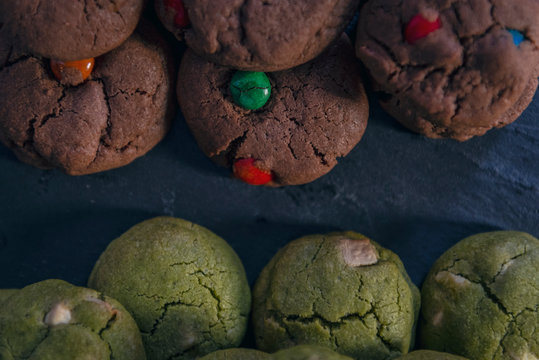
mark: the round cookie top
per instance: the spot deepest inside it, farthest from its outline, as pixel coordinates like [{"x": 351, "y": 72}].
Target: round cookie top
[
  {"x": 69, "y": 30},
  {"x": 53, "y": 319},
  {"x": 316, "y": 113},
  {"x": 451, "y": 69},
  {"x": 119, "y": 113},
  {"x": 480, "y": 298},
  {"x": 339, "y": 290},
  {"x": 257, "y": 35},
  {"x": 429, "y": 355},
  {"x": 184, "y": 285}
]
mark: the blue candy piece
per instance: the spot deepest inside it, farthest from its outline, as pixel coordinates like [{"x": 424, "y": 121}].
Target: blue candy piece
[{"x": 517, "y": 36}]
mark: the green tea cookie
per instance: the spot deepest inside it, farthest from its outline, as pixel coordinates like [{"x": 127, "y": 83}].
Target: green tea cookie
[
  {"x": 6, "y": 293},
  {"x": 184, "y": 285},
  {"x": 237, "y": 354},
  {"x": 53, "y": 319},
  {"x": 308, "y": 352},
  {"x": 429, "y": 355},
  {"x": 481, "y": 298},
  {"x": 339, "y": 290}
]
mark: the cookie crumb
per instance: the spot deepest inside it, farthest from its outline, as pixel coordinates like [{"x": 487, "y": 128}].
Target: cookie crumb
[{"x": 358, "y": 252}]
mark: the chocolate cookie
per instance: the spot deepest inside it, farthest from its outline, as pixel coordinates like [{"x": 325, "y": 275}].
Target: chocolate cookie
[
  {"x": 69, "y": 30},
  {"x": 314, "y": 114},
  {"x": 118, "y": 114},
  {"x": 257, "y": 35},
  {"x": 451, "y": 69}
]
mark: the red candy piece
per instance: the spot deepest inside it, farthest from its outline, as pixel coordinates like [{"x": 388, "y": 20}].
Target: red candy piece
[
  {"x": 180, "y": 19},
  {"x": 245, "y": 170},
  {"x": 85, "y": 67},
  {"x": 419, "y": 27}
]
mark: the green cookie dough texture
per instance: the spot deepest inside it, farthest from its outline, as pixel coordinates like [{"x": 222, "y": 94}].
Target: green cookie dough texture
[
  {"x": 54, "y": 320},
  {"x": 429, "y": 355},
  {"x": 184, "y": 285},
  {"x": 481, "y": 298},
  {"x": 6, "y": 293},
  {"x": 308, "y": 352},
  {"x": 237, "y": 354},
  {"x": 339, "y": 290}
]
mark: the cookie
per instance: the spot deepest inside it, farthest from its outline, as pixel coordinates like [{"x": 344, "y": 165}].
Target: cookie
[
  {"x": 480, "y": 298},
  {"x": 310, "y": 115},
  {"x": 340, "y": 290},
  {"x": 237, "y": 354},
  {"x": 69, "y": 30},
  {"x": 451, "y": 69},
  {"x": 6, "y": 293},
  {"x": 184, "y": 285},
  {"x": 429, "y": 355},
  {"x": 53, "y": 319},
  {"x": 257, "y": 35},
  {"x": 119, "y": 113}
]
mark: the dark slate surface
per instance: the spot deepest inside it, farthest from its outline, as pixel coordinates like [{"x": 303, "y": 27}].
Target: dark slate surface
[{"x": 414, "y": 195}]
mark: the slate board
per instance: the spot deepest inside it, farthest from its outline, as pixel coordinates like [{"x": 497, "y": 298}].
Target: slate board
[{"x": 414, "y": 195}]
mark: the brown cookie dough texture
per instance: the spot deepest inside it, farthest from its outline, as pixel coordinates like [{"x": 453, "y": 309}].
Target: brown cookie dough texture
[
  {"x": 69, "y": 30},
  {"x": 260, "y": 35},
  {"x": 460, "y": 80},
  {"x": 317, "y": 113},
  {"x": 117, "y": 115}
]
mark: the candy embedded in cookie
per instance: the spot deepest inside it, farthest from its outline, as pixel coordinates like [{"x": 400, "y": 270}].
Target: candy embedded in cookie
[
  {"x": 246, "y": 170},
  {"x": 72, "y": 72},
  {"x": 419, "y": 27},
  {"x": 250, "y": 90},
  {"x": 181, "y": 19},
  {"x": 316, "y": 114}
]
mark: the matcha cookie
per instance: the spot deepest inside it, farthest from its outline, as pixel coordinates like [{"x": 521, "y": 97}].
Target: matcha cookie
[
  {"x": 481, "y": 298},
  {"x": 429, "y": 355},
  {"x": 237, "y": 354},
  {"x": 257, "y": 35},
  {"x": 184, "y": 285},
  {"x": 308, "y": 352},
  {"x": 451, "y": 69},
  {"x": 122, "y": 110},
  {"x": 282, "y": 128},
  {"x": 339, "y": 290},
  {"x": 53, "y": 319},
  {"x": 69, "y": 30}
]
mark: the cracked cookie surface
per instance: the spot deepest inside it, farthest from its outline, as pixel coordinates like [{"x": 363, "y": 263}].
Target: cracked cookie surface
[
  {"x": 69, "y": 30},
  {"x": 480, "y": 299},
  {"x": 260, "y": 35},
  {"x": 316, "y": 113},
  {"x": 460, "y": 80},
  {"x": 118, "y": 114},
  {"x": 53, "y": 319},
  {"x": 184, "y": 285},
  {"x": 311, "y": 293}
]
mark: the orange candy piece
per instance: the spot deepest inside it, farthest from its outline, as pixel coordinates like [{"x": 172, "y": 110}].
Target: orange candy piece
[{"x": 85, "y": 67}]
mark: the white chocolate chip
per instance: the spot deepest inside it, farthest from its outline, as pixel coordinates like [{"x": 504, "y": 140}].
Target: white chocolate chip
[
  {"x": 358, "y": 252},
  {"x": 59, "y": 314},
  {"x": 453, "y": 278}
]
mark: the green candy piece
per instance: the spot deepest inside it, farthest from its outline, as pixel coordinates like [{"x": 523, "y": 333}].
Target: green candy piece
[
  {"x": 250, "y": 90},
  {"x": 481, "y": 298}
]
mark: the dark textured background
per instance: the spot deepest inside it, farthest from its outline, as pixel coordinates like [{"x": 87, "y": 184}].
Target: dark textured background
[{"x": 414, "y": 195}]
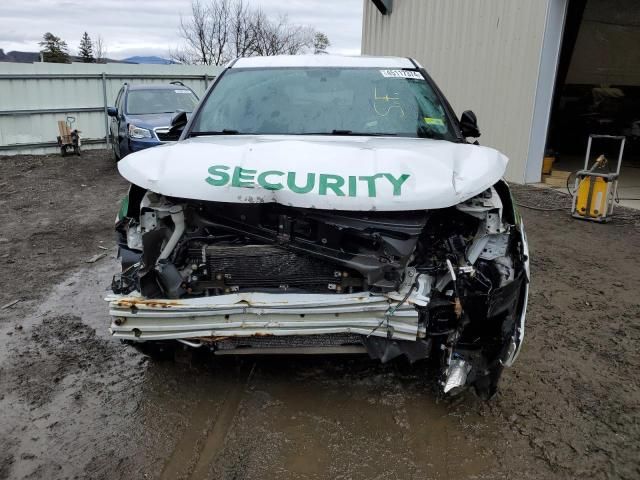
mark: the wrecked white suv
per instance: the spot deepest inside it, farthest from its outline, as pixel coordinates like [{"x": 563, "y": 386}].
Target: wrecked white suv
[{"x": 325, "y": 204}]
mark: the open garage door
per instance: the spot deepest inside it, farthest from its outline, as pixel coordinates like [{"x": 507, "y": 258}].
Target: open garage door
[{"x": 597, "y": 90}]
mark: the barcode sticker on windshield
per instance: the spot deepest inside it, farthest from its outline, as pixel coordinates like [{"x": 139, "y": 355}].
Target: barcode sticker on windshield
[{"x": 401, "y": 74}]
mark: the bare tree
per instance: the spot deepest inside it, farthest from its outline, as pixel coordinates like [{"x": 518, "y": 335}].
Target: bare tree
[
  {"x": 220, "y": 30},
  {"x": 99, "y": 50}
]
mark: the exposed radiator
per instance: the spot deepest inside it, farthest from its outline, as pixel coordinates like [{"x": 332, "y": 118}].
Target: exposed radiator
[{"x": 266, "y": 266}]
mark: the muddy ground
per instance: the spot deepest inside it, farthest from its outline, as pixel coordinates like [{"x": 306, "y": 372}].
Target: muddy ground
[{"x": 75, "y": 404}]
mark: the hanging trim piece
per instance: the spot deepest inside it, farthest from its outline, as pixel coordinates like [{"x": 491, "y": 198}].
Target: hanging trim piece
[{"x": 385, "y": 6}]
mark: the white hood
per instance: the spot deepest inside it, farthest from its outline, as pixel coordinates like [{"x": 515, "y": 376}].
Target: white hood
[{"x": 342, "y": 173}]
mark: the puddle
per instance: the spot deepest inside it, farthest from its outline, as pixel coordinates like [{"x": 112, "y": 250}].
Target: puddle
[{"x": 76, "y": 403}]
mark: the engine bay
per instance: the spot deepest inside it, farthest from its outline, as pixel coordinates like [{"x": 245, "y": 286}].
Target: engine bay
[{"x": 462, "y": 269}]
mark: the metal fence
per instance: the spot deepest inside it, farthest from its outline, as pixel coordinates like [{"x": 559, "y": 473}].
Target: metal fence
[{"x": 33, "y": 97}]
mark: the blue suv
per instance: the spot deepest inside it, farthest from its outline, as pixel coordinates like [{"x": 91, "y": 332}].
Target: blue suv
[{"x": 142, "y": 114}]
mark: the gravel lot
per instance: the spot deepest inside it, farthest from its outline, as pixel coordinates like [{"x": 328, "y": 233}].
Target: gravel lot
[{"x": 75, "y": 404}]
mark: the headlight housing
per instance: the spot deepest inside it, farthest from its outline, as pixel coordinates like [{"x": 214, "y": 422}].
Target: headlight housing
[{"x": 138, "y": 132}]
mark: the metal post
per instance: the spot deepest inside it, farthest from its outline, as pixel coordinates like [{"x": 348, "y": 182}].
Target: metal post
[{"x": 106, "y": 117}]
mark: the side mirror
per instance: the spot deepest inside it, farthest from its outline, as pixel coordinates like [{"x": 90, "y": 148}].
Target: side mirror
[
  {"x": 469, "y": 124},
  {"x": 178, "y": 122}
]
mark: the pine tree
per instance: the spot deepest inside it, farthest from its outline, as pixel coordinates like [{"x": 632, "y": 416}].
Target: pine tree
[
  {"x": 320, "y": 43},
  {"x": 86, "y": 49},
  {"x": 54, "y": 49}
]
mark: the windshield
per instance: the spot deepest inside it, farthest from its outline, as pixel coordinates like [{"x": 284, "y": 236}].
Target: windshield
[
  {"x": 324, "y": 101},
  {"x": 141, "y": 102}
]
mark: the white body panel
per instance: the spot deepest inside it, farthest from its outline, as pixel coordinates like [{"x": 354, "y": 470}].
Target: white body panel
[
  {"x": 438, "y": 173},
  {"x": 323, "y": 61}
]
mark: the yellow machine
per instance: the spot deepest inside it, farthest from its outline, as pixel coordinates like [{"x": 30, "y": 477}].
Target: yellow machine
[{"x": 595, "y": 190}]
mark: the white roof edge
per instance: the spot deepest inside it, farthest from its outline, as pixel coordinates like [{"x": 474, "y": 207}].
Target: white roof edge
[{"x": 323, "y": 60}]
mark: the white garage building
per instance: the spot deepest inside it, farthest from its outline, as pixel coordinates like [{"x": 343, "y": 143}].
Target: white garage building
[{"x": 521, "y": 66}]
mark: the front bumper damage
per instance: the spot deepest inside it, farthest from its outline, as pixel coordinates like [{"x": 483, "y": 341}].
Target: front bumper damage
[
  {"x": 448, "y": 284},
  {"x": 262, "y": 314}
]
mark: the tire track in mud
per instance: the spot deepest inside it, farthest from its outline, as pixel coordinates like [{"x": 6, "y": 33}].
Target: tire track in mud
[{"x": 197, "y": 449}]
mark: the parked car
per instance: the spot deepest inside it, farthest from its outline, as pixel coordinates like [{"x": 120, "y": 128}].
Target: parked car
[
  {"x": 325, "y": 204},
  {"x": 142, "y": 114}
]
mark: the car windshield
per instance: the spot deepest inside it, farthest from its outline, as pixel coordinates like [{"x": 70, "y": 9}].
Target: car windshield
[
  {"x": 324, "y": 101},
  {"x": 141, "y": 102}
]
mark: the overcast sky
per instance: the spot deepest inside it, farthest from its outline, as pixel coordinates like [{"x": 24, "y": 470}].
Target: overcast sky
[{"x": 149, "y": 27}]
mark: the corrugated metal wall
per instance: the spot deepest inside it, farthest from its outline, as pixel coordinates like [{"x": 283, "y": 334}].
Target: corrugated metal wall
[
  {"x": 484, "y": 55},
  {"x": 26, "y": 88}
]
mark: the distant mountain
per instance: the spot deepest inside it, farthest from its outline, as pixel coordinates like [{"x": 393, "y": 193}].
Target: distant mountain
[{"x": 154, "y": 60}]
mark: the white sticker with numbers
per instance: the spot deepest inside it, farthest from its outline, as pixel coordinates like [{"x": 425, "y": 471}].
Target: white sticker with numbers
[{"x": 401, "y": 74}]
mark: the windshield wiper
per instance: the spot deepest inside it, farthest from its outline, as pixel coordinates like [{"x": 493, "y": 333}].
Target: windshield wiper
[
  {"x": 351, "y": 133},
  {"x": 225, "y": 131}
]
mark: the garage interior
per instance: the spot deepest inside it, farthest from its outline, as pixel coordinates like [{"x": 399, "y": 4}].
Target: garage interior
[{"x": 597, "y": 91}]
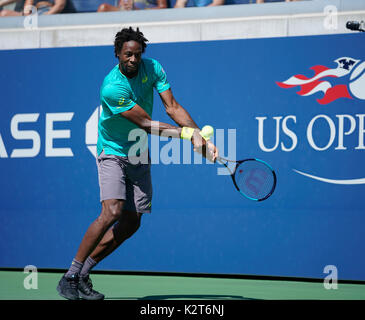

● ● ● ● ●

Task to carry out:
Pictures are not part of the copy; reproduce exactly and only the lines from the line containing "Target: white sticker with numbers" through the end of the listing.

Written answer:
Target: white sticker with numbers
[{"x": 401, "y": 74}]
mark: the windshield wiper
per instance: the spot deepest inside it, farthest from its outline, as pixel coordinates like [{"x": 493, "y": 333}].
Target: windshield wiper
[
  {"x": 351, "y": 133},
  {"x": 225, "y": 131}
]
mark: the garage interior
per instance: the spot deepest inside it, farthest from its outline, as pixel coordinates like [{"x": 399, "y": 4}].
Target: garage interior
[{"x": 597, "y": 91}]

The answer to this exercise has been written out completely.